TEXT SEGMENT ::
* start *
I'm not too averse to people adding integrations with Java dependencies (e.g. cache2k), but we should be very wary of adding too many Scala dependencies.
Do you think any of the currently supported caches are in need of being removed/moved to another project, etc?
In general I don't want the library to be a tiny core plus a huge collection of wrapper modules to integrate with every cache implementation under the sun.
Where do you see the line being drawn? There are already more wrapper modules than say SLF4J has (I’m pretty sure).
Do you think any of the currently supported caches are in need of being removed/moved to another project, etc?
Where do you see the line being drawn?
Very good questions. Ideally I think we should provide integrations for the most commonly used cache libraries, but it's hard to say what those are. I only have anecdotal data. For example, does anyone use memcached these days? I don't see anyone talking about it, but maybe I'm not moving in the right circles. I see on the official site that Netflix sponsors it, so I guess they are a user.
I think Guava can probably be dropped, as it's superseded by Caffeine. As I understand it, Caffeine started out as a performance-focussed rewrite of Guava and has now added a lot more features, so there's no reason to choose Guava over Caffeine.
EhCache can probably go. That's a relic from my Java days. I don't think anyone uses it these days, but again that's anecdotal.
Maybe we could look at the Sonatype download stats for these libraries? Might give us some useful data on which to base a discussion.
Mules includes a few dependency-free cache implementations out of the box. We could do the same, e.g. a simple cache based on a cats-effect Ref
of a Map[K, V]
.
If we do manage to draw a sensible line between caches we want to keep in the main lilbrary and those we don't, there are a few options for dealing with the latter:
- Move them to a
scalacache-contrib
repo (under ascalacache
org?) and give them a separate release cycle from the main library - Move each of them to its own repo under the
scalacache
org - Turn them into examples in the documentation, as most of the integrations are actually only a few lines of code.
* end *
Answer these from the cache discussion:
(a) What kind of dependencies does the thread warn against adding too many of?
(b) Which company is named as a sponsor on memcached's official site?
(c) Which library is Guava said to be superseded by?
The records after this point are separate material and are unrelated to the cache discussion.

RECORDS SHOWN ::
* start *
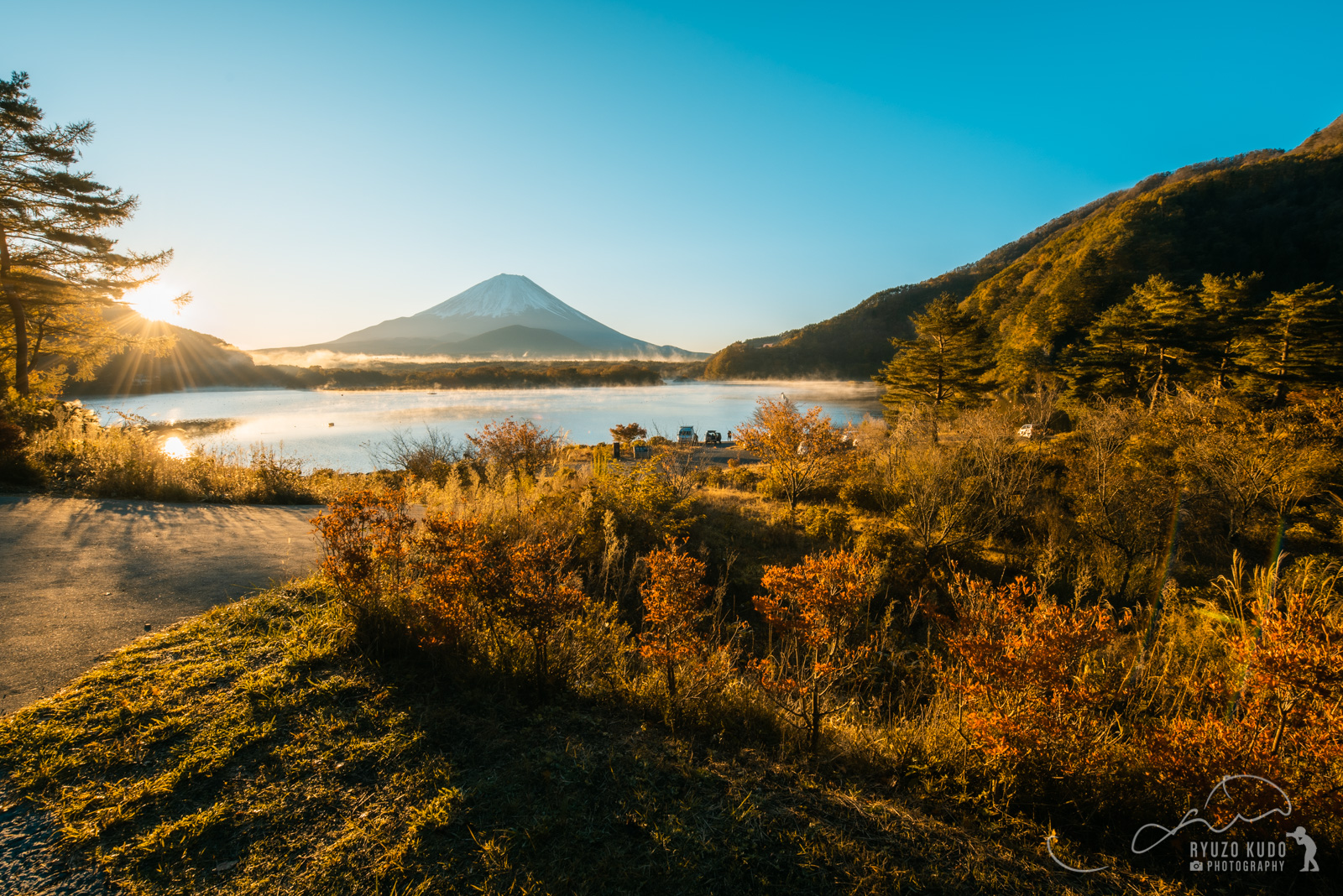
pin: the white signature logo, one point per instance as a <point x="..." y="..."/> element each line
<point x="1192" y="817"/>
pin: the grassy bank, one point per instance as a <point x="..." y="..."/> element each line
<point x="67" y="451"/>
<point x="252" y="752"/>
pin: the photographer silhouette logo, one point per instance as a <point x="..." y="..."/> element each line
<point x="1304" y="840"/>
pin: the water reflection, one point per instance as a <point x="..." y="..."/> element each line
<point x="333" y="428"/>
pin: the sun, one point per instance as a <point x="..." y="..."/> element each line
<point x="159" y="300"/>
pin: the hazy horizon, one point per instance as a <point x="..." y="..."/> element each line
<point x="685" y="174"/>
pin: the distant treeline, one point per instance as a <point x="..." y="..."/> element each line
<point x="516" y="374"/>
<point x="1038" y="300"/>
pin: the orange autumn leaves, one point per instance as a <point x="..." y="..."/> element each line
<point x="1052" y="692"/>
<point x="673" y="604"/>
<point x="818" y="618"/>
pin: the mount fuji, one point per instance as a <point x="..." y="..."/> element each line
<point x="504" y="317"/>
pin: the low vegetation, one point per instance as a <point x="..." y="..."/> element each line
<point x="64" y="448"/>
<point x="591" y="675"/>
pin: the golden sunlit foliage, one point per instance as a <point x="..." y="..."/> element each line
<point x="802" y="450"/>
<point x="58" y="267"/>
<point x="673" y="604"/>
<point x="818" y="617"/>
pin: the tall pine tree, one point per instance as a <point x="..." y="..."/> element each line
<point x="1298" y="341"/>
<point x="943" y="367"/>
<point x="58" y="270"/>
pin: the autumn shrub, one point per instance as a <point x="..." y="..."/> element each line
<point x="823" y="522"/>
<point x="819" y="631"/>
<point x="673" y="605"/>
<point x="1275" y="711"/>
<point x="543" y="596"/>
<point x="1036" y="681"/>
<point x="71" y="450"/>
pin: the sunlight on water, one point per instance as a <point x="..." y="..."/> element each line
<point x="333" y="428"/>
<point x="174" y="447"/>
* end *
WRITTEN ANSWER ::
(a) Scala dependencies
(b) Netflix
(c) Caffeine